Text provided ->
□ □ □

Lera Boroditsky, PhD
Associate Professor of Cognitive Science
University of Califronia, San Diego, USA.
Abstract:
Languages differ in how they describe events. Further, within any given language, options for describing a particular physical event are often myriad. In this talk I will give some examples of how languages help us construct and construe physical reality, parceling up the stream of experience into units, assigning agents, endpoints, and adding information about intention and completion. These features of language guide how speakers of different languages attend to, remember and reason about events. I will also describe work with bilinguals, asking how influences from multiple languages mix in one mind. Do bilinguals perceive events with a cognitive "accent” inherited from the other languages they speak?
"The Syntactic Brain."
Luciano Fadiga MD, PhD
Professor of Physiology
University of Ferrara and The Italian Institute of Technology, Italy
Abstract:
"My contribution will focus on the discussion of new hypotheses about a possible sensorimotor origin of language. In fact, although ideas that language and action could share some common neural substrates have been formulated by many and for a long time, they are usually referring to the similarity between motor planning and syntactic linguistic structures. I believe instead, and in this sense I will present some recent empirical evidence, that the similarity should be sought in the hierarchical structure and in the generalization ability that characterize the structural/functional organization of the motor system. So no planning (software) but computational potentialities of a sensorimotor structure (hardware) that has undergone a developmental soaring because of the evolution of the new capacity (starting in primates and exploding in man) of directly controlling individual spinal motoneurons. This direct control frees, on one side, the brain from the rigidity of spinal and subcortical motor synergies but, on the other side, imposes an exponential increase in computational complexity which could be recycled for cognitive purposes as well. It appears of particular interest in this regard the role of Broca's region, traditionally considered as the frontal center for speech production, but more and more considered as a venue for common syntactic processing in both action and language domains."

□ □ □

Information provided ->
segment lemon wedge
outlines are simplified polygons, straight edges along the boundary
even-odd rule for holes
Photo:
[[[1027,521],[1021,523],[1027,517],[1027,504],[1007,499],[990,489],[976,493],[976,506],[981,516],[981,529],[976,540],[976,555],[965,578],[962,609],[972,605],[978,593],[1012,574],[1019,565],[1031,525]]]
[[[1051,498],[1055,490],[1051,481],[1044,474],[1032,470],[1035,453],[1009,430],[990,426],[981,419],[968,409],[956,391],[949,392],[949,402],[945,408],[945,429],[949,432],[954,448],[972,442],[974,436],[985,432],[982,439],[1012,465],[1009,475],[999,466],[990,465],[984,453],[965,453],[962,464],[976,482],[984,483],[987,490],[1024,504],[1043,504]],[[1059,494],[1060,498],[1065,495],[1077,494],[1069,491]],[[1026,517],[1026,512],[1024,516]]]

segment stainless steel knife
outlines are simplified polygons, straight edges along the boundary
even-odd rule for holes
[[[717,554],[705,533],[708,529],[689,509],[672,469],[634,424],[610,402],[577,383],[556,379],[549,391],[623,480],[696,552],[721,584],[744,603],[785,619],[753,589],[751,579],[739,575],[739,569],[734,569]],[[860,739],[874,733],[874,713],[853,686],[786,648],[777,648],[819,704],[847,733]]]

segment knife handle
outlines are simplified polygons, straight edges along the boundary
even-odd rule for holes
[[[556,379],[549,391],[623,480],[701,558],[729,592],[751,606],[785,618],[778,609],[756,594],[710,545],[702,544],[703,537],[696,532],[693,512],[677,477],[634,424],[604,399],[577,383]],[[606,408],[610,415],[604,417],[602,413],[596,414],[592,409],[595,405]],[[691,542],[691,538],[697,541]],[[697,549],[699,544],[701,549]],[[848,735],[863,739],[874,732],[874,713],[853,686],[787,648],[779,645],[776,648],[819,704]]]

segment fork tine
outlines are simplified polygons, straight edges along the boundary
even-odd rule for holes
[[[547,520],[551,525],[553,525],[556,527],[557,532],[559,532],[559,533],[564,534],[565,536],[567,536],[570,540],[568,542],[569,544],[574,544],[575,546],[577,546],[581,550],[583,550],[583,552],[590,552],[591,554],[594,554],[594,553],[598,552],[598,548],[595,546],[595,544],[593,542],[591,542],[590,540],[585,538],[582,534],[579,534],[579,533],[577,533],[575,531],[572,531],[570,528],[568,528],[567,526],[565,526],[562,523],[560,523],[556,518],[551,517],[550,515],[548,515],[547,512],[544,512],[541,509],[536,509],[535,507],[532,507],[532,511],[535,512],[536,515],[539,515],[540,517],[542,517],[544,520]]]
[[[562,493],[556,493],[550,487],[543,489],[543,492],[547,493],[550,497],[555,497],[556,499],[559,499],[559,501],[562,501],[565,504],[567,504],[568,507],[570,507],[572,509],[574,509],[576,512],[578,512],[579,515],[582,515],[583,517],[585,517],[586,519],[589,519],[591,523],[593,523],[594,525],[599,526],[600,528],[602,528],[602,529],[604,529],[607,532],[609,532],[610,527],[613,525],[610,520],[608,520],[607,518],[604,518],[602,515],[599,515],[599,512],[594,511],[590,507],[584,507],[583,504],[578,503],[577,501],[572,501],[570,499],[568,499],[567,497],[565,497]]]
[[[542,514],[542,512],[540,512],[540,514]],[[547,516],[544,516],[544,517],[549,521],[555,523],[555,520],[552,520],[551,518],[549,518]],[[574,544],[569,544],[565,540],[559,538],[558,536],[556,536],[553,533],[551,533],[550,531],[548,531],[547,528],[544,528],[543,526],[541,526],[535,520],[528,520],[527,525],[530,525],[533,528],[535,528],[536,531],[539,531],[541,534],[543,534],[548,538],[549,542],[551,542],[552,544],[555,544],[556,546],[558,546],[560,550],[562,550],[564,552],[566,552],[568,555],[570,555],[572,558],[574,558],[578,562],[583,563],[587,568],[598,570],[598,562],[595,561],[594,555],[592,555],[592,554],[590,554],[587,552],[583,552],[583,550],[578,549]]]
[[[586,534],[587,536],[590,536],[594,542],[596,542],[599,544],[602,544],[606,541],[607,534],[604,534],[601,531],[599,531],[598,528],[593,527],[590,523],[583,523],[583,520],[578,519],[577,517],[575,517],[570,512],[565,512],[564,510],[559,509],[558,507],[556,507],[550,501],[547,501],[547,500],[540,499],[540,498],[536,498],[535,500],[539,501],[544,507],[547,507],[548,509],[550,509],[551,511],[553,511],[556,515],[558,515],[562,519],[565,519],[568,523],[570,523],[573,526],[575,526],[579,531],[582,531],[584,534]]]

□ □ □

Problem 1 ->
Answer these questions about the talk abstracts:
(a) What position does Luciano Fadiga hold?
(b) Whose work does the first abstract say it will describe when asking how influences from multiple languages mix in one mind?
(c) What has Broca's region traditionally been considered?
Problem 2 -> Please extract every line of the listing that contains the string "segment".

Complete response 1 ->
(a) Professor of Physiology
(b) Bilinguals
(c) The frontal center for speech production

Complete response 2 ->
segment lemon wedge
segment stainless steel knife
segment knife handle
segment fork tine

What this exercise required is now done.